Transcribe exactly, leaving out pictures, the lines from the one that holds "Can you find the wristwatch?" through the end of the data below, including both end lines and no others.

# [Task inputs]
▬▬▬▬▬▬▬▬▬▬

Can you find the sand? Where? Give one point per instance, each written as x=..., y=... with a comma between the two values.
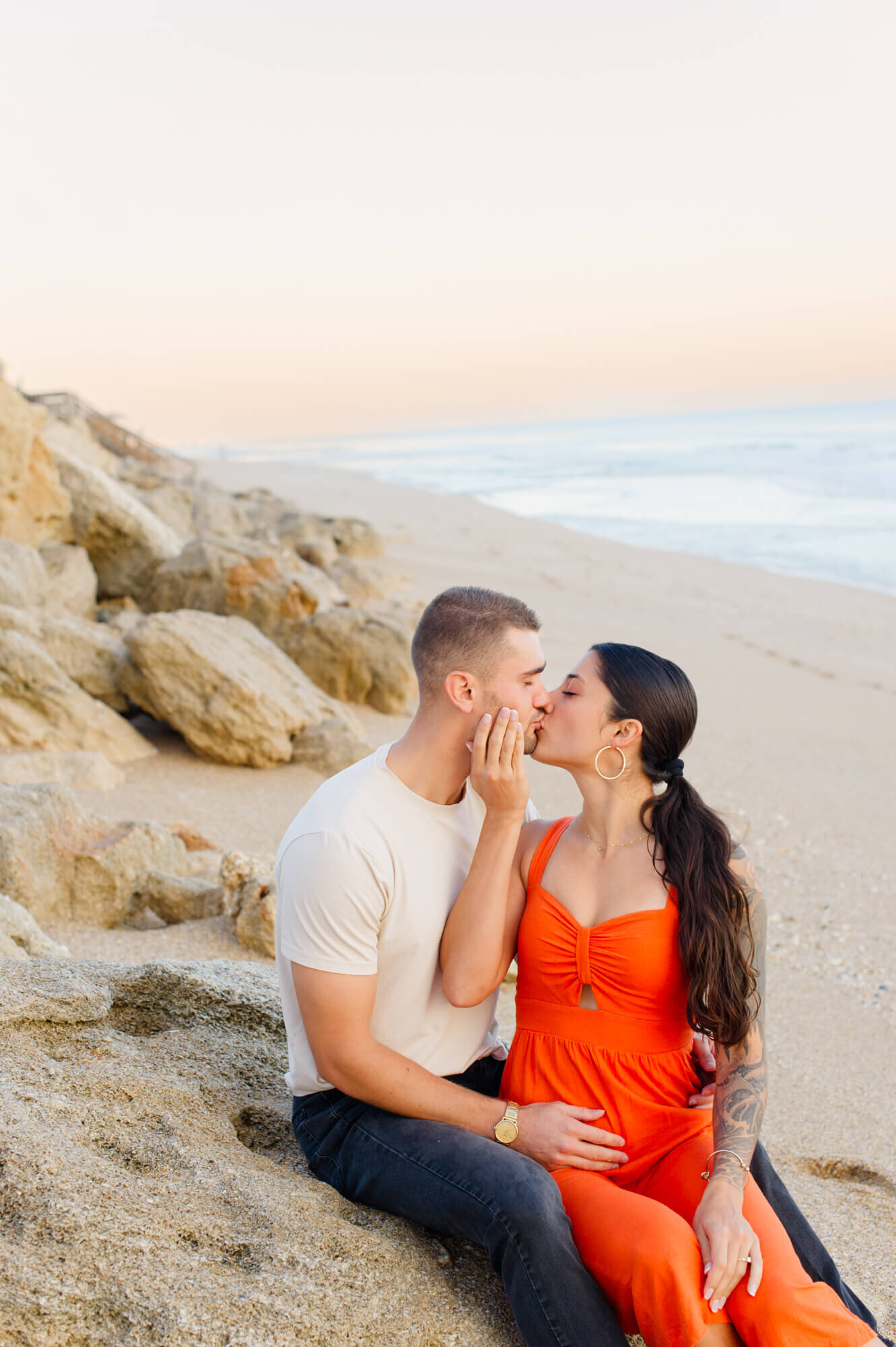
x=797, y=686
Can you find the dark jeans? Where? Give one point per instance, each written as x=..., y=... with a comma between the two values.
x=458, y=1183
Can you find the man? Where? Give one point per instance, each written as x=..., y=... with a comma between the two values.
x=396, y=1089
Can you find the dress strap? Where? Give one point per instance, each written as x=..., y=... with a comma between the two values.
x=544, y=849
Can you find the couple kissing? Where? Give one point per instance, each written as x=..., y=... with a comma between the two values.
x=614, y=1190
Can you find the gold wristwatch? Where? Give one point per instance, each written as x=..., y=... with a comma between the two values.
x=508, y=1129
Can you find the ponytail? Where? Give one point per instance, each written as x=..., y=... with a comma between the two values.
x=691, y=845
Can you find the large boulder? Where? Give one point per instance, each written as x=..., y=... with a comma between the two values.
x=153, y=1193
x=40, y=708
x=73, y=581
x=85, y=771
x=22, y=938
x=90, y=654
x=23, y=577
x=63, y=865
x=125, y=541
x=250, y=900
x=268, y=585
x=355, y=657
x=232, y=693
x=34, y=504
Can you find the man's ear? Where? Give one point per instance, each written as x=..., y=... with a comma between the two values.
x=460, y=692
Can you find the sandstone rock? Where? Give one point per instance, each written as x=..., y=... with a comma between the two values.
x=355, y=657
x=269, y=587
x=63, y=865
x=23, y=577
x=355, y=538
x=34, y=504
x=250, y=900
x=218, y=513
x=172, y=503
x=88, y=653
x=73, y=581
x=153, y=1191
x=175, y=898
x=310, y=537
x=86, y=771
x=125, y=541
x=42, y=708
x=191, y=839
x=22, y=938
x=229, y=690
x=74, y=437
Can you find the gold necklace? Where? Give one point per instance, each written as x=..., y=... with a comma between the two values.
x=610, y=845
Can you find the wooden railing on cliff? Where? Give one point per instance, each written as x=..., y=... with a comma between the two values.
x=127, y=444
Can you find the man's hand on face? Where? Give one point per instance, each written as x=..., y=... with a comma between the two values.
x=705, y=1063
x=498, y=771
x=561, y=1136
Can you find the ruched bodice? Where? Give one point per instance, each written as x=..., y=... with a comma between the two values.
x=633, y=1055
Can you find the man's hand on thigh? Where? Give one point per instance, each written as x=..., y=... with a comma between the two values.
x=563, y=1136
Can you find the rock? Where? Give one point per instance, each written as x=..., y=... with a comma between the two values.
x=191, y=839
x=34, y=504
x=153, y=1191
x=23, y=577
x=250, y=900
x=73, y=581
x=92, y=655
x=175, y=898
x=22, y=938
x=172, y=503
x=125, y=541
x=310, y=537
x=203, y=865
x=355, y=657
x=229, y=690
x=269, y=587
x=40, y=708
x=355, y=538
x=74, y=438
x=85, y=771
x=218, y=513
x=63, y=865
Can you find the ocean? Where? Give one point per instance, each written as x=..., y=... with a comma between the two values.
x=801, y=491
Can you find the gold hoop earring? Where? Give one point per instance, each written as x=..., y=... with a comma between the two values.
x=621, y=770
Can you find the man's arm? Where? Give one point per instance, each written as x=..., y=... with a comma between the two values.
x=337, y=1011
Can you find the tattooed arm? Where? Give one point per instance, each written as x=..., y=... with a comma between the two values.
x=740, y=1073
x=726, y=1237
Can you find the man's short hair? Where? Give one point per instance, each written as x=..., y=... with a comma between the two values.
x=464, y=628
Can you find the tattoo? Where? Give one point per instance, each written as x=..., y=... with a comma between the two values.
x=742, y=1074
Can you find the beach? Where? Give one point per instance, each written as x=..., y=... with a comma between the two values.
x=797, y=707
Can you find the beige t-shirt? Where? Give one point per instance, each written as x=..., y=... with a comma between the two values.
x=366, y=876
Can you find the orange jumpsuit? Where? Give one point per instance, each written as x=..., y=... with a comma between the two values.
x=633, y=1058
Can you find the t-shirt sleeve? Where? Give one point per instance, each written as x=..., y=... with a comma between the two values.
x=331, y=903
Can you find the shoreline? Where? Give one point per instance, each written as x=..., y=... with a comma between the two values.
x=798, y=697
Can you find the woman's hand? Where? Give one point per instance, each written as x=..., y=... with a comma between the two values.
x=726, y=1240
x=498, y=773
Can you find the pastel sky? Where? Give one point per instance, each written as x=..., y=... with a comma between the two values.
x=234, y=222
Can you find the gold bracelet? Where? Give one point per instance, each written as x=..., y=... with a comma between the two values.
x=724, y=1151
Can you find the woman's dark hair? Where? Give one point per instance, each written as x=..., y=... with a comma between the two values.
x=692, y=847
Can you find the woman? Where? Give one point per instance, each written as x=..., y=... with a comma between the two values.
x=635, y=925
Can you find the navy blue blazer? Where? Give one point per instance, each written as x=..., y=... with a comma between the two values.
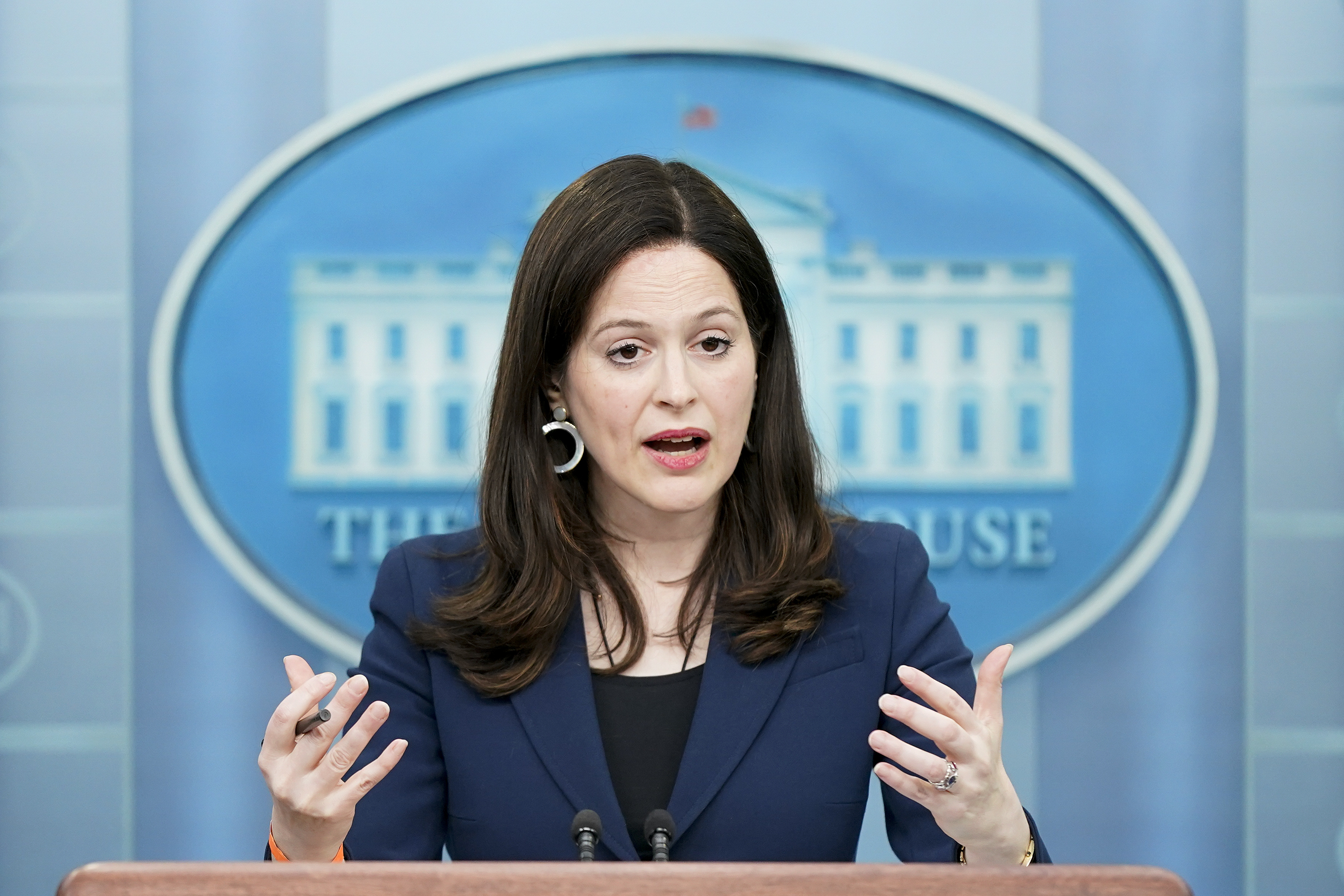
x=776, y=766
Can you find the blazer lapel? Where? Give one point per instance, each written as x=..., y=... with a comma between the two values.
x=560, y=718
x=736, y=700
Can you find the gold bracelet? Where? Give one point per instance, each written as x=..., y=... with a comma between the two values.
x=1026, y=860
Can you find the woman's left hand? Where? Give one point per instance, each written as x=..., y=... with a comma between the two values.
x=982, y=810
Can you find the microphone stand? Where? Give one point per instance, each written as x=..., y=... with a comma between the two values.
x=659, y=829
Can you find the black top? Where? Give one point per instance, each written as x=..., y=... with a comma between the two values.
x=644, y=723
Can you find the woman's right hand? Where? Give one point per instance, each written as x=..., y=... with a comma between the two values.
x=311, y=806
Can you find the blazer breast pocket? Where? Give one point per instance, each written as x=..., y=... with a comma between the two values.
x=827, y=653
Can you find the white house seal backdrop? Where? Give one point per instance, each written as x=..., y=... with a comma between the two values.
x=999, y=347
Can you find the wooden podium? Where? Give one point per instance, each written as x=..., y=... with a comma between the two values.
x=612, y=879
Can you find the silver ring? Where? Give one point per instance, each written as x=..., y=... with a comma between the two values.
x=574, y=434
x=950, y=777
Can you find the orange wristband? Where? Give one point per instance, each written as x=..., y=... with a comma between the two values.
x=276, y=855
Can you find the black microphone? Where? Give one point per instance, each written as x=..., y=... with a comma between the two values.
x=659, y=829
x=585, y=832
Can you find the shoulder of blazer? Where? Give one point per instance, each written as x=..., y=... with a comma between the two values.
x=437, y=564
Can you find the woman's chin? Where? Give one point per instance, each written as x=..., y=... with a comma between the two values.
x=677, y=495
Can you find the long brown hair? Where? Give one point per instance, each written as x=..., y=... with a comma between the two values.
x=767, y=562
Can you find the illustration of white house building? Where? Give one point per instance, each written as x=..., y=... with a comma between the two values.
x=920, y=372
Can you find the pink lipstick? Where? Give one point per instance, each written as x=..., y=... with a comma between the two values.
x=678, y=449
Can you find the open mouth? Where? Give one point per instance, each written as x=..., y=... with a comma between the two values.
x=682, y=447
x=679, y=451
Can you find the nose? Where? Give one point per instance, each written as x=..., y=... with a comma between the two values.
x=675, y=390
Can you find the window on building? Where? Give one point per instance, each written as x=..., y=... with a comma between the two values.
x=851, y=433
x=1030, y=343
x=1029, y=430
x=1029, y=271
x=334, y=426
x=909, y=425
x=457, y=343
x=455, y=428
x=337, y=343
x=909, y=342
x=394, y=426
x=968, y=342
x=968, y=436
x=849, y=343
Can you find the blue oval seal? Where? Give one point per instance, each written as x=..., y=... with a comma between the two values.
x=1000, y=348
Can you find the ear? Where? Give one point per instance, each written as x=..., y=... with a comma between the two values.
x=556, y=394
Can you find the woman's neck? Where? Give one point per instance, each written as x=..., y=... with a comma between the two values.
x=658, y=551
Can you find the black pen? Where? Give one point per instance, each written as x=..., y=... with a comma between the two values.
x=304, y=726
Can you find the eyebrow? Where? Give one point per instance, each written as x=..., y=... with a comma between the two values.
x=633, y=324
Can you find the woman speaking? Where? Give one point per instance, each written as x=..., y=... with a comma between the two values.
x=658, y=612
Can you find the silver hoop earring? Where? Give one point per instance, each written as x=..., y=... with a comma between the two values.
x=560, y=424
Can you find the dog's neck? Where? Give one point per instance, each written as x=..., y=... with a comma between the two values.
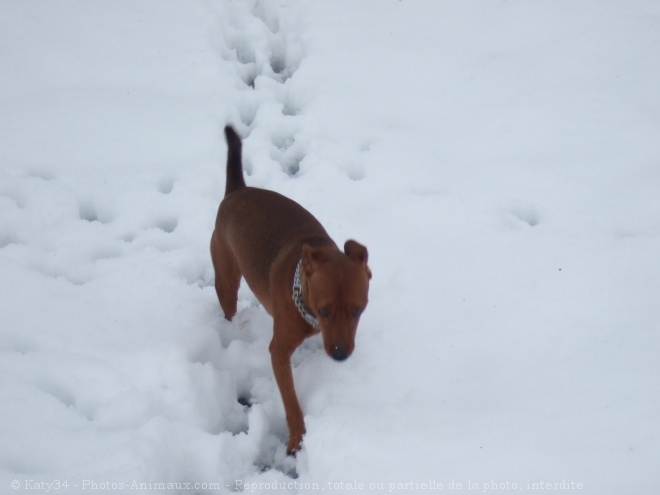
x=304, y=311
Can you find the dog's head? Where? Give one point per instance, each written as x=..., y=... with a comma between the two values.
x=337, y=290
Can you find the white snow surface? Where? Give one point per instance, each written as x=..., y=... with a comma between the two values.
x=500, y=160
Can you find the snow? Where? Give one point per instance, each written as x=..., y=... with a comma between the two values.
x=500, y=161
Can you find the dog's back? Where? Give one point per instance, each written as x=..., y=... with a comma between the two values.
x=257, y=225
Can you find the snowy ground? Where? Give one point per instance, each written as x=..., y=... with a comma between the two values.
x=500, y=160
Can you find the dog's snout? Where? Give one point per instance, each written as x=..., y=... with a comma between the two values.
x=339, y=353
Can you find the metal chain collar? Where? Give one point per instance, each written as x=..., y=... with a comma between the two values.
x=297, y=299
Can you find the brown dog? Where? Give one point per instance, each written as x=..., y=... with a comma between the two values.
x=295, y=270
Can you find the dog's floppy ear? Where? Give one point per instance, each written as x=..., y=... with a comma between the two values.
x=312, y=257
x=357, y=252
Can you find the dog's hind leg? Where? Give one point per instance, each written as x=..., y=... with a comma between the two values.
x=227, y=276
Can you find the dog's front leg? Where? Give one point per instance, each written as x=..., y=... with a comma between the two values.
x=280, y=353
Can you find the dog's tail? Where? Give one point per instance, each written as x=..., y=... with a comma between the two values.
x=234, y=161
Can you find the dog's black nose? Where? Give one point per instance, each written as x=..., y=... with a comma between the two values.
x=339, y=353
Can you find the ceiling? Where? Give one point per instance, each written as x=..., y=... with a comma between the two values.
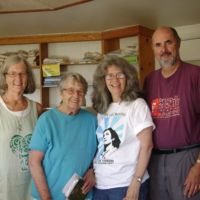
x=97, y=15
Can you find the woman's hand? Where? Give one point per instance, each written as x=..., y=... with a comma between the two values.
x=89, y=181
x=133, y=191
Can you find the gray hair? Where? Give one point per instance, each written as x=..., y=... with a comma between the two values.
x=101, y=96
x=173, y=30
x=12, y=60
x=76, y=77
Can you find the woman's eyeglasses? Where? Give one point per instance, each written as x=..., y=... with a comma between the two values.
x=119, y=75
x=71, y=91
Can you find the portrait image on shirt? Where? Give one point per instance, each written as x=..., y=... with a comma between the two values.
x=111, y=141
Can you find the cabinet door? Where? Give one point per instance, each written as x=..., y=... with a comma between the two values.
x=75, y=52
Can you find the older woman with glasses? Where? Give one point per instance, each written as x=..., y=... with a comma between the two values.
x=121, y=171
x=63, y=143
x=18, y=116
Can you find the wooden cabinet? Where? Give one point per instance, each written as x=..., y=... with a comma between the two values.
x=109, y=40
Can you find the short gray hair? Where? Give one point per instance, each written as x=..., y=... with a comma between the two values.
x=12, y=60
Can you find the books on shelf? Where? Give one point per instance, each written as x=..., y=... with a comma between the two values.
x=51, y=70
x=51, y=81
x=72, y=189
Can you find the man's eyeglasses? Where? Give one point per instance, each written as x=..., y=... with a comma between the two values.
x=71, y=91
x=15, y=74
x=119, y=75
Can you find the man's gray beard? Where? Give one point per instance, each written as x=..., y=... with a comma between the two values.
x=167, y=63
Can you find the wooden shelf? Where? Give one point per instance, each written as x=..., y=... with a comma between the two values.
x=110, y=41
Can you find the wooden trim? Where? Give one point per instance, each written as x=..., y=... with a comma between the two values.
x=44, y=9
x=73, y=37
x=127, y=32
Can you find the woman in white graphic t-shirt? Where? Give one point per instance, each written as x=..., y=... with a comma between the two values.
x=124, y=132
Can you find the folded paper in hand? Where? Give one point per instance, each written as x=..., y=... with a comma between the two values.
x=72, y=189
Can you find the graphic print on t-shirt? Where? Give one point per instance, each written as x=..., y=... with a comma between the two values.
x=19, y=145
x=165, y=107
x=109, y=135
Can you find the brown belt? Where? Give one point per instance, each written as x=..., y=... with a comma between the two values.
x=169, y=151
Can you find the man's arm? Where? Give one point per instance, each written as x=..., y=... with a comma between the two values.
x=192, y=182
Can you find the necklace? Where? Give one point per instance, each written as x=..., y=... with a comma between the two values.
x=19, y=110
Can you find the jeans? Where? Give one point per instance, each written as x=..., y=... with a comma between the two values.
x=120, y=193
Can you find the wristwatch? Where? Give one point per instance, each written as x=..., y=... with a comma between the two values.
x=138, y=179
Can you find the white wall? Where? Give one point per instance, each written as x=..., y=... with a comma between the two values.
x=190, y=43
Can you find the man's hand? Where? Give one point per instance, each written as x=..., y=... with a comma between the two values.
x=192, y=182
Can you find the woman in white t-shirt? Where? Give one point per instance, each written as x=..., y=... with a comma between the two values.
x=124, y=132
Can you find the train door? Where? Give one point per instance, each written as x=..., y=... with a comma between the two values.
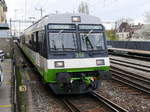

▬▬▬▬▬▬▬▬▬▬

# [Answer to this problem]
Can you find the wristwatch? Where? Give one point per instance, each written as x=..., y=... with a comma between the two values.
x=138, y=179
Can you find the white wall? Where? Give one point per instance, each written as x=..., y=... with a comma between the two values.
x=190, y=43
Can you find the man's hand? Where? Give one point per instance, each written as x=..., y=... with a comma between the two values.
x=192, y=182
Can you find the woman in white t-shirt? Where? Give one point per instance, each written as x=..., y=... with a comma between the two values.
x=124, y=132
Can you find the train door? Where? Give one point per instance, each written as x=..., y=... with a comma between the two values.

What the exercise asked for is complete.